▶ EXERCISE:
Count the lines below that contain the word "front", and reply with only the number.

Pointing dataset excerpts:
◆ ◆ ◆ ◆

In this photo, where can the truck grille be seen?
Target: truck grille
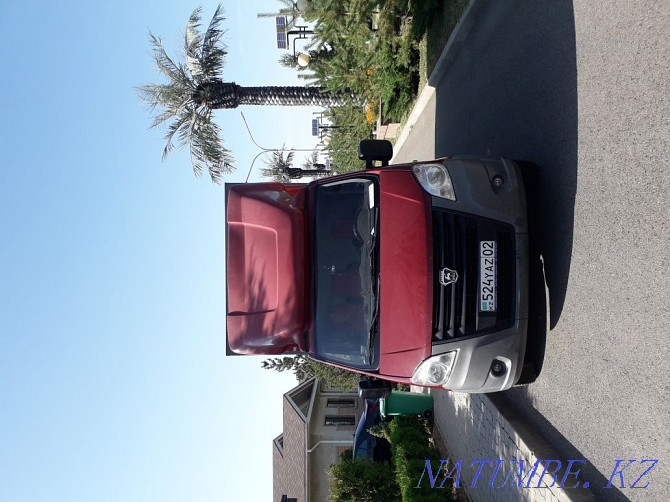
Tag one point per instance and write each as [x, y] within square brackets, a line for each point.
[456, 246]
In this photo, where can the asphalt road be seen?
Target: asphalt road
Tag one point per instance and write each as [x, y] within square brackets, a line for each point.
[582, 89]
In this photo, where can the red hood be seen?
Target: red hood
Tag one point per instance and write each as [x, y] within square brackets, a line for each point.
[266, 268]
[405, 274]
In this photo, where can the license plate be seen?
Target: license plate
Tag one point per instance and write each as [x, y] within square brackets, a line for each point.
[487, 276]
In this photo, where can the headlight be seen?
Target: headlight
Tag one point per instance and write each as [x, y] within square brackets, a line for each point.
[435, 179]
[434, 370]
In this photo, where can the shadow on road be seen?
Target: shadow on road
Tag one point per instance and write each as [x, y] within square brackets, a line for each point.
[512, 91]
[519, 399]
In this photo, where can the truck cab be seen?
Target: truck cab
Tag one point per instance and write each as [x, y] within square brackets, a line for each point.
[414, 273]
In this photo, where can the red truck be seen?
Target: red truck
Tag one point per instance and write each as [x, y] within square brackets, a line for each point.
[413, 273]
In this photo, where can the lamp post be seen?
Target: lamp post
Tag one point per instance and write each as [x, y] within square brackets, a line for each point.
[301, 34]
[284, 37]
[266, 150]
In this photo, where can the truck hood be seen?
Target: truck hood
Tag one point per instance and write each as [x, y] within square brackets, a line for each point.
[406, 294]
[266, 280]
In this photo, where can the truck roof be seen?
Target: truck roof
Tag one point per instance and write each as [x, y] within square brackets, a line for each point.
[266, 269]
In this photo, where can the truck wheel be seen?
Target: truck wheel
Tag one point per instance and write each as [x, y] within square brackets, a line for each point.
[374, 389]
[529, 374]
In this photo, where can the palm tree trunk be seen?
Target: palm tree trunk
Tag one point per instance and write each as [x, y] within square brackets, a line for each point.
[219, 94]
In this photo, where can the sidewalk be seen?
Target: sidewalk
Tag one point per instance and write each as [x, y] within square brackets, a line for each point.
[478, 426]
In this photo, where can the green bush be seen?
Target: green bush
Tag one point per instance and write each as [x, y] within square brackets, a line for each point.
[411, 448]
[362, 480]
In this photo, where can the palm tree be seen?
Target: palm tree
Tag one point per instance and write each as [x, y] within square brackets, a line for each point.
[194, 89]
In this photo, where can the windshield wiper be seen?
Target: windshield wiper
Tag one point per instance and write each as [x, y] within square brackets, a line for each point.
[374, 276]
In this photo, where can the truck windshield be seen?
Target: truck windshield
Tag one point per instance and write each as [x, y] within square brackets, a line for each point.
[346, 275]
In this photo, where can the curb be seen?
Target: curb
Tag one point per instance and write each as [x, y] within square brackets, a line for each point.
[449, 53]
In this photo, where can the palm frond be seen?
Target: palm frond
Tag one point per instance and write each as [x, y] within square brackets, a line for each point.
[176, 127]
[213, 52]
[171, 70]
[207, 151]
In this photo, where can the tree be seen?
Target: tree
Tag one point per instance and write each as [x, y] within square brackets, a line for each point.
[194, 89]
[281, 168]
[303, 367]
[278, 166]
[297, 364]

◆ ◆ ◆ ◆

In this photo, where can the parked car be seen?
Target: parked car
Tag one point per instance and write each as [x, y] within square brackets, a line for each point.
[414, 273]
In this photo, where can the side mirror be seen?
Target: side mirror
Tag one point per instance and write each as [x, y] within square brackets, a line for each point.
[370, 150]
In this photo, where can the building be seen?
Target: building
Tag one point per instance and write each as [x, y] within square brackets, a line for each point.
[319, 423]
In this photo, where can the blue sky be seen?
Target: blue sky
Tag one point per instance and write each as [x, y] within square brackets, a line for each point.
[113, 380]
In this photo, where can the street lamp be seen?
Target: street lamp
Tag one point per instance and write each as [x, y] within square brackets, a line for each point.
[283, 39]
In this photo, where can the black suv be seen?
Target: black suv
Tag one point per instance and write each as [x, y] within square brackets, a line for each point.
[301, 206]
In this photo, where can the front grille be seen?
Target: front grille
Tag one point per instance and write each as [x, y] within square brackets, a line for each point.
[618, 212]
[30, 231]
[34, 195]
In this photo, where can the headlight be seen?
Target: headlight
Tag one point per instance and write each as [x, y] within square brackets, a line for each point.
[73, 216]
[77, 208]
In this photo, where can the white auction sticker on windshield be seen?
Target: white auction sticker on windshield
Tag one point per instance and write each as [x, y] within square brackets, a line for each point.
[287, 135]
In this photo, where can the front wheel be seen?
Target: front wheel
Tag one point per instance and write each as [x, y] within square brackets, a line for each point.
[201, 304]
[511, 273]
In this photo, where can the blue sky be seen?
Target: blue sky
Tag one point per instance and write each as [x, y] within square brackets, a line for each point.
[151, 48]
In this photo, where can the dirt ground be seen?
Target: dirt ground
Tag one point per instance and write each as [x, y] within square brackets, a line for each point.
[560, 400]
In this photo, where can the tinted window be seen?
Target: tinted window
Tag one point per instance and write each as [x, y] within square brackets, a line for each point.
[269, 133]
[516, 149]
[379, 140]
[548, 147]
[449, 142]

◆ ◆ ◆ ◆

▶ ANSWER FOR THE TASK:
4